• **Data from a point annotation set**
═══
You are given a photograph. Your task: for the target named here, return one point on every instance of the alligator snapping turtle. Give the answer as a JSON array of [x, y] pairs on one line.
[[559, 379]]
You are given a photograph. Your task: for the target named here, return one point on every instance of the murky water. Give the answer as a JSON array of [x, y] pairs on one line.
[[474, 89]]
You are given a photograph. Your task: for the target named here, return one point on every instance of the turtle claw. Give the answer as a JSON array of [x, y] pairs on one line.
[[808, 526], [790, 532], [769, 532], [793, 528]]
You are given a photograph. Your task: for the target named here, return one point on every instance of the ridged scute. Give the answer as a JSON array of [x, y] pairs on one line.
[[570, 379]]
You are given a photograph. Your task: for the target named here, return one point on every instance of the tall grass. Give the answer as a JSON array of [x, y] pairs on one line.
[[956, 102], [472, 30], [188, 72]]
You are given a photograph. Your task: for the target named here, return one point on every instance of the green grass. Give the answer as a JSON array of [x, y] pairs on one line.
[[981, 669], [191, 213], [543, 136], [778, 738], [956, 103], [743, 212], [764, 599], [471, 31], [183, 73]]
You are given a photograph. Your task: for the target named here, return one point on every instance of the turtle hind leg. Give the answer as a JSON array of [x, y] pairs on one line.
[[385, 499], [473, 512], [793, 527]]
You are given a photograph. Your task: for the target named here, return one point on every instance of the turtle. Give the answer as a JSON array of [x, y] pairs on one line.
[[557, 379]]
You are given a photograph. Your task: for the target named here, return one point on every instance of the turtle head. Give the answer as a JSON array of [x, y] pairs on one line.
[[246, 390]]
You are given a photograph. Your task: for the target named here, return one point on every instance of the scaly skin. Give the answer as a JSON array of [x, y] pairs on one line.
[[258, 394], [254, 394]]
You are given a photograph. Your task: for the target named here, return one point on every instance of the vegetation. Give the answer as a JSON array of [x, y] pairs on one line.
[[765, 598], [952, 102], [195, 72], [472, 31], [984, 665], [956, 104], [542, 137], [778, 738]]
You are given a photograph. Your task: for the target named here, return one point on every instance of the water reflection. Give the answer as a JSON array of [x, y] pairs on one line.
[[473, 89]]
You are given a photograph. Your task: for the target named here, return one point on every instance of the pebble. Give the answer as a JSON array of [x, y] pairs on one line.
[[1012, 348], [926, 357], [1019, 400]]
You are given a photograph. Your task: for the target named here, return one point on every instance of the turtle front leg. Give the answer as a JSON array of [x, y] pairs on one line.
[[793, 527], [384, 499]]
═══
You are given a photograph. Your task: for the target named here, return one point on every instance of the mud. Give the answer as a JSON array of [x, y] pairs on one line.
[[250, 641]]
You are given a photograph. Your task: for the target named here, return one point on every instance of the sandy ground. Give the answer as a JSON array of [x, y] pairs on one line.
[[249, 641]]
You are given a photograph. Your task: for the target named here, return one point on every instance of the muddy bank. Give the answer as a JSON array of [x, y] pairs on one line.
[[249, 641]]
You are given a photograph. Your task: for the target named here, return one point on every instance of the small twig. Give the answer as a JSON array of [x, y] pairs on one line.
═══
• **Problem to work on**
Please express the data starting with the line with "of the scaly" and going on through the line with "[[258, 394], [254, 394]]" as a CSV with the columns input and output. Use one row for each text and its answer, with each value in its own quoted field and line breaks turned into spaces.

• **Worked solution**
input,output
"You are given a photograph. Your task: for the target named here, return one point on every instance of the scaly skin. Give the answer as a JSON array of [x, y] pairs on one line.","[[258, 394], [254, 394]]"